• _Kutipan Dokumen_
/---

Patung figur tokoh di Bandung masih dapat dihitung dengan jari, di antaranya patung setengah badan Ir H Djuanda di Taman Hutan Raya Ir H Djuanda, Dago Pakar, yang mewakili dunia teknokrat perintis, dan R Dewi Sartika, perintis pendidikan kaum perempuan di Taman Balaikota Bandung. Adapun patung Jenderal Sudirman di depan Sesko AD merupakan figur militer yang menjadi bapak TNI, sama halnya dengan patung Husein Sastranegara, salah seorang perintis TNI AU. Patung tentara pelajar di Viaduk tentu untuk mengenang para pelajar pejuang di zaman revolusi. Sangkuriang-Si Kabayan

Salah satu yang mungkin dapat ditambahkan bagi Kota Bandung adalah patung figur yang menjadi ikon dalam legenda, sastra, dan intelektualitas yang memperkaya budaya dan sejarah Jawa Barat dan nasional. Dari cerita legenda Bandung, barangkali figur yang layak dibuat patung adalah tokoh dalam legenda Tangkubanparahu, seperti Sangkuriang dan Dayang Sumbi.

Dari dunia cerita rakyat barangkali figur Si Kabayan. Dari seni Sunda, dapat berupa penari jaipong atau tari merak. Daeng Sutigna, sebagai tokoh pembaru angklung tampaknya layak dibuat monumen, selain Mang Koko sebagai maestro musik kecapi. Sementara patung Mang Udjo ditempatkan di Saung Angklung Udjo, Padasuka. Tokoh Mang Lengser akan menjadi sosok menarik yang mewakili upacara adat Sunda.

Untuk menentukan wajah dan sosok tokoh dari dunia cerita rakyat atau legenda, barangkali dapat diambil dari pendapat umum mengenai gambaran seseorang sesuai karakternya. Sangkuriang, misalnya, tentu adalah sosok pemuda yang gagah perkasa dan ganteng dengan anatomi orang Sunda, bukan tokoh komik seperti Superman. Demikian juga tokoh Si Kabayan, tentu karakternya sesuai dengan antropometri lokal dan imajinasi kolektif orang Sunda terhadap dirinya.

Dari dunia akademis atau intelektual, dapat diambil sosok Prof Dr Husein Djayadiningrat, yang tidak hanya mewakili orang Jawa Barat, tetapi juga Indonesia karena pribumi pertama yang meraih gelar doktor dengan desertasinya mengenai sejarah Banten. Penghulu Haji Hasan Mustapa dapat mewakili dunia pemikiran atau filsafat Sunda. Dari dunia sastra, figur yang tepat mungkin adalah sosok Moehamad Moesa- Hoofdpanghulu Limbangan yang menciptakan karya monumental Wawacan Panji Wulung pada 1862 dan diterbitkan pertama kali pada 1871 oleh Landsdrukkerij (Mikihiro Moriyama: 2005).

\---

• _Informasi yang Diberikan_
/---

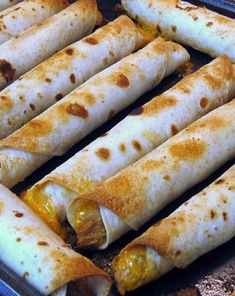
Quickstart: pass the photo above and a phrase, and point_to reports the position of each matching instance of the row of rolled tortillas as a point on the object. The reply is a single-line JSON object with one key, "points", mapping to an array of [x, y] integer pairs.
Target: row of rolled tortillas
{"points": [[66, 122], [202, 223], [183, 22], [57, 76], [23, 52], [39, 256], [142, 131], [8, 3], [26, 14]]}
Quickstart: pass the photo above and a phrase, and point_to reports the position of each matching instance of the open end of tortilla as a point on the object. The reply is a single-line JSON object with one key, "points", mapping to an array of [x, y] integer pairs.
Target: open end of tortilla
{"points": [[84, 216]]}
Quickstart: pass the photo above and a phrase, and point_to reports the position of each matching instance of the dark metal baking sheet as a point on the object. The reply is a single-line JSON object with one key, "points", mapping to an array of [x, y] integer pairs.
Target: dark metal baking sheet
{"points": [[212, 274]]}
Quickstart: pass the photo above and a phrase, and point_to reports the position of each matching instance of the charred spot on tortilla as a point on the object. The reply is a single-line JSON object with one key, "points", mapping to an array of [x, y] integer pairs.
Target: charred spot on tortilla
{"points": [[7, 70], [69, 51], [204, 102], [137, 111], [136, 144], [91, 40], [77, 110], [122, 81], [72, 78], [103, 153], [174, 129], [58, 97]]}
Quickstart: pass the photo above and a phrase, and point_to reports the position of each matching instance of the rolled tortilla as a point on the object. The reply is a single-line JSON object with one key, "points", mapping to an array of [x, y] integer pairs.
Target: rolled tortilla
{"points": [[134, 195], [39, 256], [16, 19], [132, 138], [202, 223], [61, 126], [23, 52], [56, 77], [201, 29], [8, 3]]}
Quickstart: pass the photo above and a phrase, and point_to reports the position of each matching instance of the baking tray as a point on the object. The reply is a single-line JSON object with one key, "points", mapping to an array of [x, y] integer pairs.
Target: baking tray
{"points": [[211, 275]]}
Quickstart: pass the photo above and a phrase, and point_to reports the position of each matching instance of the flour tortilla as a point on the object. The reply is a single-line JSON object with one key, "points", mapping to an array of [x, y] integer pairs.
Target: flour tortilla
{"points": [[97, 161], [23, 52], [201, 224], [8, 3], [19, 17], [180, 21], [37, 254], [48, 133], [134, 195], [56, 77]]}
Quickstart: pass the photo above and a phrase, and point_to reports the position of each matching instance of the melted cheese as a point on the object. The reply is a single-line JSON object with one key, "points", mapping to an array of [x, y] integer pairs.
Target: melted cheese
{"points": [[134, 268], [42, 206], [88, 224]]}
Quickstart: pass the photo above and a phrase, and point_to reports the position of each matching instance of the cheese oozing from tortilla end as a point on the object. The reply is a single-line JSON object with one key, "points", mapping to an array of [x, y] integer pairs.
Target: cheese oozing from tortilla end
{"points": [[39, 202], [136, 266], [88, 224]]}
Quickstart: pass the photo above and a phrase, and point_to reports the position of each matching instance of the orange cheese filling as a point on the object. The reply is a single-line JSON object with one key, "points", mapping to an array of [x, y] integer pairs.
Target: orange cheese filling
{"points": [[42, 206], [88, 224], [133, 268]]}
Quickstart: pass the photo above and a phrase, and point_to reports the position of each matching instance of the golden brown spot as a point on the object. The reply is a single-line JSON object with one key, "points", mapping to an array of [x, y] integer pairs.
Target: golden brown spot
{"points": [[5, 102], [42, 243], [152, 164], [122, 147], [136, 144], [159, 104], [19, 215], [35, 128], [213, 214], [213, 82], [225, 216], [189, 150], [122, 81], [7, 70], [77, 110], [89, 98], [159, 30], [219, 181], [91, 40], [174, 28], [174, 129], [209, 24], [58, 97], [204, 102], [137, 111], [69, 51], [167, 178], [103, 153], [32, 106], [178, 253], [72, 78]]}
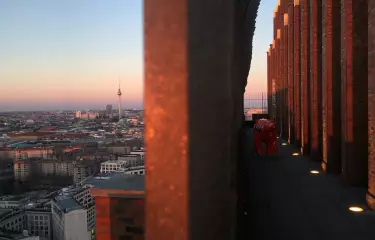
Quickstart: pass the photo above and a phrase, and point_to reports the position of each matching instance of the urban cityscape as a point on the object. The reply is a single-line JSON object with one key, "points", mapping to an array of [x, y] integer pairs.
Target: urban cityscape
{"points": [[54, 163], [187, 120]]}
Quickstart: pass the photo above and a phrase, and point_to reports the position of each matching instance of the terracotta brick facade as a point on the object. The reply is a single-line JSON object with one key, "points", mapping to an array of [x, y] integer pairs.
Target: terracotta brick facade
{"points": [[305, 77], [371, 104], [331, 86], [315, 79], [324, 66], [119, 218], [297, 74], [353, 91]]}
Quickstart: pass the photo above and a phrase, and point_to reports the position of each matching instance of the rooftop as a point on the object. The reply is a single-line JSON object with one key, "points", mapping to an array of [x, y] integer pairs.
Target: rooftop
{"points": [[117, 183], [66, 204]]}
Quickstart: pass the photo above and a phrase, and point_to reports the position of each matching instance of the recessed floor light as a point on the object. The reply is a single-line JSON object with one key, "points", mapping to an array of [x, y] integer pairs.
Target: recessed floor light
{"points": [[356, 209]]}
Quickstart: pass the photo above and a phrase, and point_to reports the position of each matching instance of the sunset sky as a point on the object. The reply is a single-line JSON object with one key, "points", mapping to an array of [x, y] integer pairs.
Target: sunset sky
{"points": [[69, 54]]}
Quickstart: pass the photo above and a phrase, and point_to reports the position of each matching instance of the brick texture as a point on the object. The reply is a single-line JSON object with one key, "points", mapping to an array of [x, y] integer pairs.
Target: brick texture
{"points": [[291, 104], [285, 88], [119, 218], [278, 76], [354, 92], [305, 77], [297, 74], [331, 87], [315, 79], [371, 105], [269, 81]]}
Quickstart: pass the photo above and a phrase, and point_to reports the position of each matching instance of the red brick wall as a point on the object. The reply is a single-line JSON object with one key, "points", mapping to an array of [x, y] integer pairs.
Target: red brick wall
{"points": [[354, 91], [297, 73], [331, 86], [119, 218], [315, 79], [371, 102], [305, 76]]}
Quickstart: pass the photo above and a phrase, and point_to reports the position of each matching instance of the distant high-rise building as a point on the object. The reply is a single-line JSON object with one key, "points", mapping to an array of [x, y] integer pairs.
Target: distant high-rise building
{"points": [[119, 100], [108, 110]]}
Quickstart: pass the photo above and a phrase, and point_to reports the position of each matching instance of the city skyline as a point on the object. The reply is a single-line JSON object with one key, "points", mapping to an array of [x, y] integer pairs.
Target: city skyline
{"points": [[68, 55]]}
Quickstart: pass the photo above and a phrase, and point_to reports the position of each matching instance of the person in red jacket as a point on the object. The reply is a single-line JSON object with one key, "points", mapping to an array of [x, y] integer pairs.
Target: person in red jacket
{"points": [[265, 133]]}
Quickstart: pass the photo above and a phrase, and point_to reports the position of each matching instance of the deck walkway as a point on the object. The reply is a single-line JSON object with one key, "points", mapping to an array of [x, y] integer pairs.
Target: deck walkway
{"points": [[288, 202]]}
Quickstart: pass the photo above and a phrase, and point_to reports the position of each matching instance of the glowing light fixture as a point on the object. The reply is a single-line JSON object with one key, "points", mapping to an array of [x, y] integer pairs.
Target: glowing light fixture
{"points": [[356, 209]]}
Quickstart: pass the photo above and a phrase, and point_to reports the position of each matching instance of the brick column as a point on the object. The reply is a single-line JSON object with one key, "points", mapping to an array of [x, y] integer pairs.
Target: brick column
{"points": [[371, 105], [316, 79], [331, 86], [102, 218], [305, 77], [354, 92], [291, 73], [297, 72], [273, 80], [286, 109], [189, 50], [268, 80], [278, 81]]}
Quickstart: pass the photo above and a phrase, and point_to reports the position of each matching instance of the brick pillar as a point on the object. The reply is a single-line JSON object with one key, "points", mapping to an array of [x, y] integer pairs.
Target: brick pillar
{"points": [[297, 72], [268, 79], [316, 79], [182, 143], [273, 83], [291, 74], [278, 81], [354, 92], [305, 77], [285, 35], [102, 218], [331, 86], [371, 105]]}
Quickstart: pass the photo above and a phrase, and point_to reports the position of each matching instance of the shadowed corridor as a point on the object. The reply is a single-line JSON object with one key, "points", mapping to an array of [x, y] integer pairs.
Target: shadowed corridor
{"points": [[286, 201]]}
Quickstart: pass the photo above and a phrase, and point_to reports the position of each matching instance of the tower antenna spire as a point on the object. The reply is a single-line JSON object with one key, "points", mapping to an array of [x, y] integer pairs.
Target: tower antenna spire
{"points": [[119, 98]]}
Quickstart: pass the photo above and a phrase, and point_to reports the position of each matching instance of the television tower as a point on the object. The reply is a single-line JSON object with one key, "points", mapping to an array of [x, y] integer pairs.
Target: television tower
{"points": [[119, 100]]}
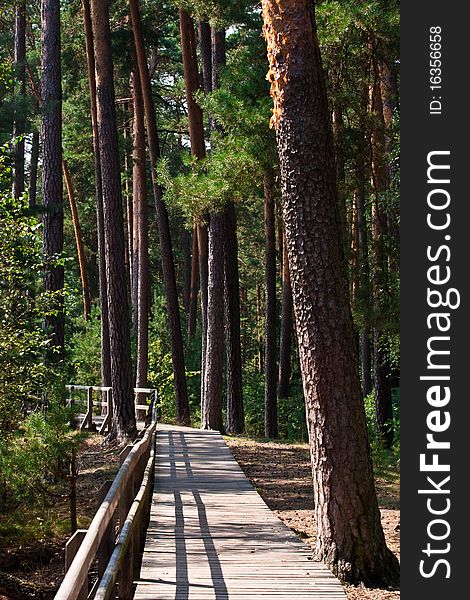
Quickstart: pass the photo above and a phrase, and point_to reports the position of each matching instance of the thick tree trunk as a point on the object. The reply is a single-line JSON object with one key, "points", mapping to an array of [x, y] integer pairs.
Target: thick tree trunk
{"points": [[103, 288], [270, 370], [235, 410], [350, 538], [124, 424], [78, 241], [19, 125], [214, 354], [166, 250], [380, 278], [285, 344], [140, 233], [53, 220]]}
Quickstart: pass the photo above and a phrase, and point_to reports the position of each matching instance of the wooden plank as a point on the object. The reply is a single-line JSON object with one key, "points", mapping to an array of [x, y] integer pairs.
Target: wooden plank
{"points": [[212, 536]]}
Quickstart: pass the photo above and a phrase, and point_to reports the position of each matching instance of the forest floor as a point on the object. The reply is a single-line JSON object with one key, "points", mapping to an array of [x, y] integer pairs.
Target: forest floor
{"points": [[33, 537], [281, 473]]}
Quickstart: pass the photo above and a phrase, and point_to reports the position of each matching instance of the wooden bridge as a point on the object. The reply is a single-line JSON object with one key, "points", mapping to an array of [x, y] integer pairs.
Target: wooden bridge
{"points": [[209, 535]]}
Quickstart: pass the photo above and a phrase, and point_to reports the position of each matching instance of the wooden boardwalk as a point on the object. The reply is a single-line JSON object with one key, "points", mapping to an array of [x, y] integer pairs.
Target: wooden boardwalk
{"points": [[211, 536]]}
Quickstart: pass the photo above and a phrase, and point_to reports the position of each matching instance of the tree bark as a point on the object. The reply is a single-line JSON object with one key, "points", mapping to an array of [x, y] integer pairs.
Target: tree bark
{"points": [[140, 232], [270, 370], [166, 250], [103, 288], [185, 244], [235, 409], [192, 314], [350, 538], [19, 125], [78, 241], [285, 344], [205, 46], [52, 193], [33, 169], [124, 424], [364, 292], [198, 150], [214, 354], [380, 278]]}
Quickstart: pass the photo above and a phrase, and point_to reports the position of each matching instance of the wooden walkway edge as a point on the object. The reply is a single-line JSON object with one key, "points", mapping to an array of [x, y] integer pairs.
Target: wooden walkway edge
{"points": [[211, 536]]}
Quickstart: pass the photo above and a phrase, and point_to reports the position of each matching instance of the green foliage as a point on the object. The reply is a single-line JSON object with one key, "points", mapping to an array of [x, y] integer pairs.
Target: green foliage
{"points": [[34, 459], [380, 455], [85, 350], [22, 340]]}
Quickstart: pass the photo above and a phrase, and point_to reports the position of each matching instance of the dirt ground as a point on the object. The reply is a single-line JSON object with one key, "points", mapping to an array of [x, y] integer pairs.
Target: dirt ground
{"points": [[281, 474], [42, 562]]}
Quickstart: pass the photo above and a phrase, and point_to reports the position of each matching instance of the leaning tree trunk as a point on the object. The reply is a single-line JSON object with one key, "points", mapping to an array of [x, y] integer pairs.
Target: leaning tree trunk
{"points": [[33, 169], [52, 198], [124, 424], [140, 231], [192, 313], [235, 409], [198, 150], [350, 537], [103, 293], [166, 250], [19, 125], [364, 292], [211, 417], [380, 276], [78, 241], [270, 370], [285, 343]]}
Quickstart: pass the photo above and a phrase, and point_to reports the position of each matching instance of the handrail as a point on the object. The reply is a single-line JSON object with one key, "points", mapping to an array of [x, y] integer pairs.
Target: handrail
{"points": [[87, 422], [76, 576], [115, 563]]}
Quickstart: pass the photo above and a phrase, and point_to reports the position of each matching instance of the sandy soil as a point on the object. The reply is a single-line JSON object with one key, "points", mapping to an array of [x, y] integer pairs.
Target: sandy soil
{"points": [[282, 476]]}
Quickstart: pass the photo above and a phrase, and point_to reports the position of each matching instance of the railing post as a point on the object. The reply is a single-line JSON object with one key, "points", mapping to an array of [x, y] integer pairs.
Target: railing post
{"points": [[126, 578], [107, 543], [71, 549]]}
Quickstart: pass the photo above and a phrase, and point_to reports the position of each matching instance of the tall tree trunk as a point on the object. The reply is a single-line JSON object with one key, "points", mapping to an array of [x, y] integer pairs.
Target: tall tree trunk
{"points": [[33, 169], [192, 314], [270, 370], [166, 250], [141, 252], [350, 537], [52, 193], [103, 288], [124, 424], [285, 344], [364, 292], [185, 244], [235, 409], [380, 278], [19, 125], [214, 354], [213, 370], [198, 150], [205, 45], [78, 241], [203, 245], [131, 237]]}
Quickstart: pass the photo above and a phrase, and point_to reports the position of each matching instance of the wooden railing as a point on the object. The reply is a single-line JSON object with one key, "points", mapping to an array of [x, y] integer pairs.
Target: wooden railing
{"points": [[105, 406], [117, 530]]}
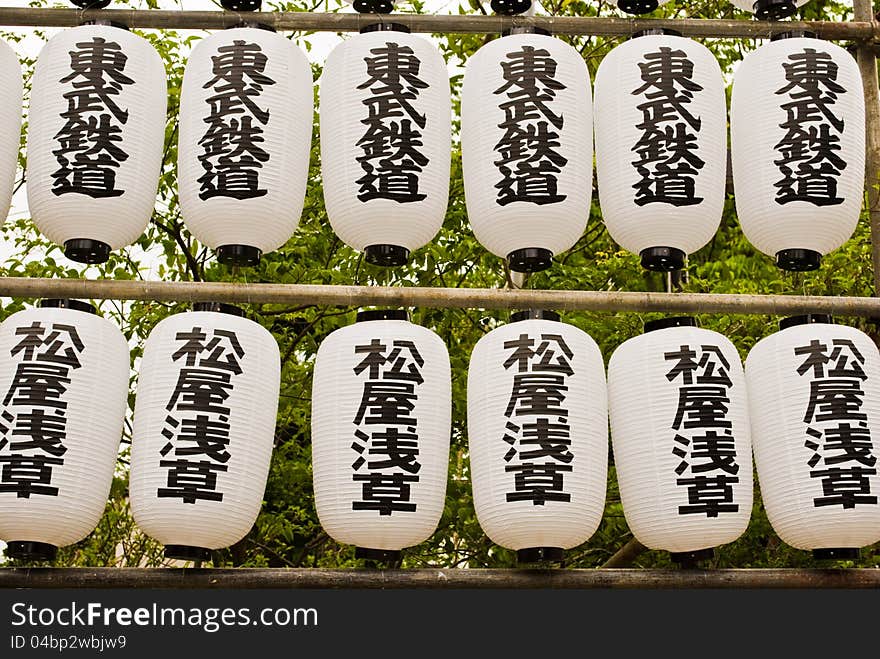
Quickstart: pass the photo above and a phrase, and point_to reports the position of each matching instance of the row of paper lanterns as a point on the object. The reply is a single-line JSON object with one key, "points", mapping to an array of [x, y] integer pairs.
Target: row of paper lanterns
{"points": [[529, 116], [685, 418]]}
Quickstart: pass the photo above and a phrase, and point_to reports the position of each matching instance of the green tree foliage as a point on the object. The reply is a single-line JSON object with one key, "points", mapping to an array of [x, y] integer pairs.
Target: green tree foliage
{"points": [[287, 532]]}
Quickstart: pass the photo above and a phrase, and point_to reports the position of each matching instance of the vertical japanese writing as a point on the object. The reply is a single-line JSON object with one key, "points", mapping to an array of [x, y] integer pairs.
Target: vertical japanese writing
{"points": [[89, 152], [33, 423], [386, 440], [392, 158], [232, 153], [809, 162], [704, 440], [197, 424], [837, 430], [667, 160], [529, 161], [537, 428]]}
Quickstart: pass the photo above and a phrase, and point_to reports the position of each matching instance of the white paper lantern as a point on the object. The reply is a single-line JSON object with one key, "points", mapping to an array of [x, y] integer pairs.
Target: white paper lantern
{"points": [[204, 426], [96, 134], [681, 438], [381, 423], [797, 132], [10, 124], [661, 147], [64, 383], [814, 404], [537, 424], [527, 147], [769, 10], [385, 118], [245, 139]]}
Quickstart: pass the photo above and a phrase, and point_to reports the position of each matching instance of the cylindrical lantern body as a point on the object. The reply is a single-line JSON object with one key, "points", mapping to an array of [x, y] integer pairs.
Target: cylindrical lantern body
{"points": [[681, 438], [381, 415], [661, 147], [814, 405], [385, 124], [204, 425], [245, 139], [10, 123], [537, 422], [64, 379], [527, 147], [96, 132], [797, 133]]}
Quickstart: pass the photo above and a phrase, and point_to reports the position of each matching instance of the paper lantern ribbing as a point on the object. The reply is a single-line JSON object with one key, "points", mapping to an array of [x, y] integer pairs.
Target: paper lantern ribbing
{"points": [[10, 124], [814, 404], [681, 438], [381, 423], [537, 423], [96, 134], [770, 10], [204, 426], [797, 133], [64, 379], [245, 140], [527, 147], [661, 147], [385, 133]]}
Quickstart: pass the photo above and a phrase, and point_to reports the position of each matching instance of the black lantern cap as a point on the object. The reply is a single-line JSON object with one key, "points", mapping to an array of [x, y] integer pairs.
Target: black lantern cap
{"points": [[84, 250], [219, 307], [531, 259], [540, 555], [662, 259], [377, 554], [774, 10], [529, 314], [510, 7], [187, 553], [638, 6], [239, 255], [691, 559], [672, 321], [381, 314], [66, 303], [798, 260], [386, 255], [837, 554], [806, 319], [31, 551]]}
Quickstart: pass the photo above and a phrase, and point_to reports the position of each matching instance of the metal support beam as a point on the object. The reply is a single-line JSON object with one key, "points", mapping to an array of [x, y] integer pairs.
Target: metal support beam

\---

• _Tugas yang Dikerjakan_
(1) Menurut kutipan dokumen tentang patung tokoh di Bandung, pada tahun berapa Wawacan Panji Wulung pertama kali diterbitkan?
(2) Tuliskan ulang kata demi kata bagian kutipan dokumen yang dibuka dengan kata-kata "Untuk menentukan wajah" dan ditutup dengan "Sunda terhadap dirinya.".

• _Jawaban Berurutan_
(1) Wawacan Panji Wulung pertama kali diterbitkan pada tahun 1871 oleh Landsdrukkerij.

(2)
Untuk menentukan wajah dan sosok tokoh dari dunia cerita rakyat atau legenda, barangkali dapat diambil dari pendapat umum mengenai gambaran seseorang sesuai karakternya. Sangkuriang, misalnya, tentu adalah sosok pemuda yang gagah perkasa dan ganteng dengan anatomi orang Sunda, bukan tokoh komik seperti Superman. Demikian juga tokoh Si Kabayan, tentu karakternya sesuai dengan antropometri lokal dan imajinasi kolektif orang Sunda terhadap dirinya.